-- To be done --
Extract the passage describing the Wordplay recording in full, reproducing it word for word.

-- Selected excerpt --
START
Wordplay presents a collection of highly decorated vocal music in purely instrumental performance. The disc explores the role of the soloist in a period of music which has come to be defined by consort playing. In the two centuries that this repertoire covers the borrowing and reworking of the music of earlier composers was regarded as creative, original and even as an act of respect or homage.
The disc is structured around instrumental divisions on five famous songs of 16th century and one bass-dance tenor. The divisions are for recorder, bass viol or lute. In total 17 different instruments are used including three types of recorder, three types of lute, seven sizes of viol, and a chamber organ. All are precise copies of early Italian instruments including wide-bore recorders and sound-postless viols.
Central to Wordplay are the writings of Slyvestro Ganassi, a recorder and viol player in early 16th century Venice. In La Fontegara (1535) and Regola Rubertina (1545) Ganassi defines the aim of the instrumentalist as being to imitate a good singer, and describes two distinct ways of doing so.
END
-- Dataset content --
START
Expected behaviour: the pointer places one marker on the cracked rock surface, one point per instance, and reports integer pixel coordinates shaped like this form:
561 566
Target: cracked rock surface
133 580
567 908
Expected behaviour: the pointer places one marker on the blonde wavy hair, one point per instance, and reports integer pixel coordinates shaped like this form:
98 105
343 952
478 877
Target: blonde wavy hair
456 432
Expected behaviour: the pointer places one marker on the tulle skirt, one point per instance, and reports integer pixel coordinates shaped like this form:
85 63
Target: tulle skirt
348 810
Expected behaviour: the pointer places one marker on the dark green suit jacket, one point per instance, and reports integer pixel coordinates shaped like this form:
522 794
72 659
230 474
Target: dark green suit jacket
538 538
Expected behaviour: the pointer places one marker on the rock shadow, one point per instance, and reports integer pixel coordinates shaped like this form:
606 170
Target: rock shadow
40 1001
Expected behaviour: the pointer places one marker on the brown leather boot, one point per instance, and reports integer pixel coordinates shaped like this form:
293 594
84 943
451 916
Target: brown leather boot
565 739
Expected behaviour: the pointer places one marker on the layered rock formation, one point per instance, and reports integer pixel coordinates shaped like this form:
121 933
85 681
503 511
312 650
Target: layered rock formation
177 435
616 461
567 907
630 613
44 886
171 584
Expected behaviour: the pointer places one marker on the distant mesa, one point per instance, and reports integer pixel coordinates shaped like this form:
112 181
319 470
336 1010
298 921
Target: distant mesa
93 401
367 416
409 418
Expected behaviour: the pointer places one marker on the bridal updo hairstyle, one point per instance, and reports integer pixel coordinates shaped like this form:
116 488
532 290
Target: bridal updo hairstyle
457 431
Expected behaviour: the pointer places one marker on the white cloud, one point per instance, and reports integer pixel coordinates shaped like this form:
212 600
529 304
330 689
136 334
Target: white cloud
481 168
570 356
END
-- Task response --
Wordplay presents a collection of highly decorated vocal music in purely instrumental performance. The disc explores the role of the soloist in a period of music which has come to be defined by consort playing. In the two centuries that this repertoire covers the borrowing and reworking of the music of earlier composers was regarded as creative, original and even as an act of respect or homage.
The disc is structured around instrumental divisions on five famous songs of 16th century and one bass-dance tenor. The divisions are for recorder, bass viol or lute. In total 17 different instruments are used including three types of recorder, three types of lute, seven sizes of viol, and a chamber organ. All are precise copies of early Italian instruments including wide-bore recorders and sound-postless viols.
Central to Wordplay are the writings of Slyvestro Ganassi, a recorder and viol player in early 16th century Venice. In La Fontegara (1535) and Regola Rubertina (1545) Ganassi defines the aim of the instrumentalist as being to imitate a good singer, and describes two distinct ways of doing so.